__ABOUT THIS EXERCISE__: The result should be every line of the listing that contains "wheel".
-.-.-
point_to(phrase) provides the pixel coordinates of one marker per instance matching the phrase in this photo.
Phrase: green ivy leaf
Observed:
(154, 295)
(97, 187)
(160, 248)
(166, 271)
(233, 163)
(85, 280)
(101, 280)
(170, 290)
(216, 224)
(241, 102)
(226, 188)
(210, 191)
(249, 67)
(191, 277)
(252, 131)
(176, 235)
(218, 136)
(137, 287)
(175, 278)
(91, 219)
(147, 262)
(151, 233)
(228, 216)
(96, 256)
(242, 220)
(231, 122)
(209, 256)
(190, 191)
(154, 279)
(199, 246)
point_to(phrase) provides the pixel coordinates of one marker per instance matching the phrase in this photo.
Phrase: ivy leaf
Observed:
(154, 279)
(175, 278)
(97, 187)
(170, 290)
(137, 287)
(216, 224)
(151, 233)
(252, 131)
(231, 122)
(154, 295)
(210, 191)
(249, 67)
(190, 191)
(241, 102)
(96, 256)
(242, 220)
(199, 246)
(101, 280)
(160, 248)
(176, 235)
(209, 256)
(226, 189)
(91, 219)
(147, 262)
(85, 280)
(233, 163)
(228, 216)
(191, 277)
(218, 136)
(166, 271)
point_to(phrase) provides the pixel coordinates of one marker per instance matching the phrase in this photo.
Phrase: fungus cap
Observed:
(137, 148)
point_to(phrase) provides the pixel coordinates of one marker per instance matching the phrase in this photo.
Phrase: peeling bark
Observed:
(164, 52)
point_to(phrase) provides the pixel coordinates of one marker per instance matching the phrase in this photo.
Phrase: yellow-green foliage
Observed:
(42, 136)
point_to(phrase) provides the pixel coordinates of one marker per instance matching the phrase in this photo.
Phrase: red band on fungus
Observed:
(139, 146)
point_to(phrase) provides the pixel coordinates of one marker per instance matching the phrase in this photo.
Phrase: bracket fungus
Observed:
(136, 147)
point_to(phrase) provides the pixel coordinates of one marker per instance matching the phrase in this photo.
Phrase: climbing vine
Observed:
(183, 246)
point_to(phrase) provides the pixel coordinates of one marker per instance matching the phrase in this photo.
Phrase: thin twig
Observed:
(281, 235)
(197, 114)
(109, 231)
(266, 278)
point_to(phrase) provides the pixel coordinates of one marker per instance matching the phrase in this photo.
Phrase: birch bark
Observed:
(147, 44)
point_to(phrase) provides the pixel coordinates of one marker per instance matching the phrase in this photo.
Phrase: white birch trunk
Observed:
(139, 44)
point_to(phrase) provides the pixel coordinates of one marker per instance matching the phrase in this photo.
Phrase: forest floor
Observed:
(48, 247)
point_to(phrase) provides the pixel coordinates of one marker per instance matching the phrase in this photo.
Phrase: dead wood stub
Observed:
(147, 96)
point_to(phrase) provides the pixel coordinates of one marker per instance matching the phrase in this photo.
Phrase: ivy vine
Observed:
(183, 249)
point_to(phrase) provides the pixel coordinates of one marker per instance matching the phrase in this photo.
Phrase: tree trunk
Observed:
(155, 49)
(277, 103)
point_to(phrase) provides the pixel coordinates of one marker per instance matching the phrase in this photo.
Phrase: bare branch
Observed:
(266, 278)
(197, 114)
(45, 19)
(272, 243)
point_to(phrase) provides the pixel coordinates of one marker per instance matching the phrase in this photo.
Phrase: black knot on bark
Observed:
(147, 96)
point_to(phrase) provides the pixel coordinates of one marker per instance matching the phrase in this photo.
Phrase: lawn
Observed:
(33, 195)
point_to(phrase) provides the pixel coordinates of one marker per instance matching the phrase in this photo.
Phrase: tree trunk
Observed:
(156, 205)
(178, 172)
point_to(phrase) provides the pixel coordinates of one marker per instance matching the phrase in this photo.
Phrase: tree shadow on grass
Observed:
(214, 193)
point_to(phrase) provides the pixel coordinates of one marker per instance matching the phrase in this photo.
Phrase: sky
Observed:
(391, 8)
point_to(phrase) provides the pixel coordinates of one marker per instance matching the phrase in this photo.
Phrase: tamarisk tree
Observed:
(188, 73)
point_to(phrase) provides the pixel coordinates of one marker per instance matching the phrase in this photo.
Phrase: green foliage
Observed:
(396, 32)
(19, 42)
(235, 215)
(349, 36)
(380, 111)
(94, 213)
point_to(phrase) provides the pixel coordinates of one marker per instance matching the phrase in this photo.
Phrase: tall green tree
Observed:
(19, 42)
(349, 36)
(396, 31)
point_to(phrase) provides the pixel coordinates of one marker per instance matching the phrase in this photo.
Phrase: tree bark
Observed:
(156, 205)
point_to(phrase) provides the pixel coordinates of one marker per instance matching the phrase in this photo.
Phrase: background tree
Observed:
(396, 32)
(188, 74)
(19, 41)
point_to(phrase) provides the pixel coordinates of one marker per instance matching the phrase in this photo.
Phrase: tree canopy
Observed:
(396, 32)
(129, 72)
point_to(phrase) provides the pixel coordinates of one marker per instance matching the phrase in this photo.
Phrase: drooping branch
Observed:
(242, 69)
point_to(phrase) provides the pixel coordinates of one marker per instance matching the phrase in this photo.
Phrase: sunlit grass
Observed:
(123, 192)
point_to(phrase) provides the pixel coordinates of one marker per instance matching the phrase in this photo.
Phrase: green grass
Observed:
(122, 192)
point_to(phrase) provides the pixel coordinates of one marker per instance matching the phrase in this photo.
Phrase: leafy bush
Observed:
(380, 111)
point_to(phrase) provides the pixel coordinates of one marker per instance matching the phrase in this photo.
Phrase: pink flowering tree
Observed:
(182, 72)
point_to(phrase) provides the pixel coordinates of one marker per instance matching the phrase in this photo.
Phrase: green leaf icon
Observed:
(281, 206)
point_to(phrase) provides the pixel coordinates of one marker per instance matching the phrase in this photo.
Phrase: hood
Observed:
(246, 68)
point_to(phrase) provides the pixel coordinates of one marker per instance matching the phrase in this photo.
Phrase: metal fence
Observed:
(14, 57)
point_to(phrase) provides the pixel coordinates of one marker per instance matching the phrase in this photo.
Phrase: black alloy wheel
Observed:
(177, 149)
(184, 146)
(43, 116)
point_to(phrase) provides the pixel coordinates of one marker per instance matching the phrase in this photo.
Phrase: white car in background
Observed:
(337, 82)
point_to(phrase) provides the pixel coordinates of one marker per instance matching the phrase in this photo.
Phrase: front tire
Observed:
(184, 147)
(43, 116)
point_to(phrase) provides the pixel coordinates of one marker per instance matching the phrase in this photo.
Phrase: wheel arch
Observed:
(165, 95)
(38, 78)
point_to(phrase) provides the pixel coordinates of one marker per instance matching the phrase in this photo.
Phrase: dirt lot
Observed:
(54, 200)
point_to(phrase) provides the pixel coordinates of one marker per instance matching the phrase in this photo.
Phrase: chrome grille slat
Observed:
-.-.-
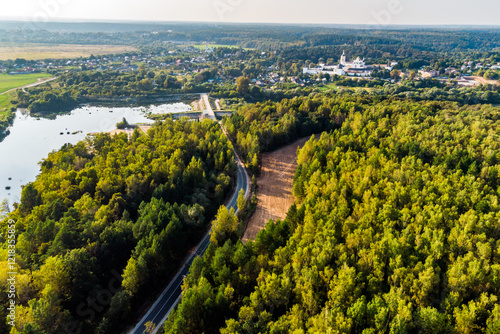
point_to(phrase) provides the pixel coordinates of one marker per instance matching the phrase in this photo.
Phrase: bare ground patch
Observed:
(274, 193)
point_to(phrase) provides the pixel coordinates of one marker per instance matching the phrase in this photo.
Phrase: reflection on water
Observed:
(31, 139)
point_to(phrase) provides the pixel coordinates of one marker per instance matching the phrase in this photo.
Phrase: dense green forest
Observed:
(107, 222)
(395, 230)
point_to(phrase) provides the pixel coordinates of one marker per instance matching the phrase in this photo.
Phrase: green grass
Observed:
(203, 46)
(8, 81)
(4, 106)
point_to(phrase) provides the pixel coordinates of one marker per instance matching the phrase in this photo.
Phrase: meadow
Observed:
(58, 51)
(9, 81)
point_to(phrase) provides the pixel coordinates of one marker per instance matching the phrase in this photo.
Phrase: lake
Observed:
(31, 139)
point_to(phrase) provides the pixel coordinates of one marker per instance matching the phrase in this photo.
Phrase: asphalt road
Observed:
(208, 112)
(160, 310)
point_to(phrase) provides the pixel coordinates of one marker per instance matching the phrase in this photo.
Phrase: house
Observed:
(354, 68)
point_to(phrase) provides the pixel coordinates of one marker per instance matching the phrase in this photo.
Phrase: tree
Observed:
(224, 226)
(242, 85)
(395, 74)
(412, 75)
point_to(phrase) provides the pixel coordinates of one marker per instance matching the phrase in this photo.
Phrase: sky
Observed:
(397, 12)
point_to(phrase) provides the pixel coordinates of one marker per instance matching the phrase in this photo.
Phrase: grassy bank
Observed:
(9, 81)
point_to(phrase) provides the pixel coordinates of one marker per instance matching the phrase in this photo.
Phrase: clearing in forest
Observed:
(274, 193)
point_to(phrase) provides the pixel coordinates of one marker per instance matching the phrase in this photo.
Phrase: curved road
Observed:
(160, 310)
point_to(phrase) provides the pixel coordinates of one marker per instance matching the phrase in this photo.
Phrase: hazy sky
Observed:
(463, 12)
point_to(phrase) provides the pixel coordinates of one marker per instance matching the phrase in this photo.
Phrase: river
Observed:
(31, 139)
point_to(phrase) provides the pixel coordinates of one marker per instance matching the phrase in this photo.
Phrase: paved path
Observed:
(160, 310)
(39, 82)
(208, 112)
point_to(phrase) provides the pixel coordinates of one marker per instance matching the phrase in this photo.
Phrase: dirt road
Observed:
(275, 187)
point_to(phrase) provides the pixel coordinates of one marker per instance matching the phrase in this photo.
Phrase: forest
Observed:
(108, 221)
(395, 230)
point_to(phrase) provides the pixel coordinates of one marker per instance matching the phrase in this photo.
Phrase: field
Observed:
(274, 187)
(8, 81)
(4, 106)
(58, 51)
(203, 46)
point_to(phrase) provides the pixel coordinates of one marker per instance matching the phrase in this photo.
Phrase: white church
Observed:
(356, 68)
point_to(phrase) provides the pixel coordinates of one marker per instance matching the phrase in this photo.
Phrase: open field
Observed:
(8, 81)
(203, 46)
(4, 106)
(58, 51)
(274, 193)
-.-.-
__EXERCISE RESULT__:
Phrase: black alloy wheel
Phrase: wheel arch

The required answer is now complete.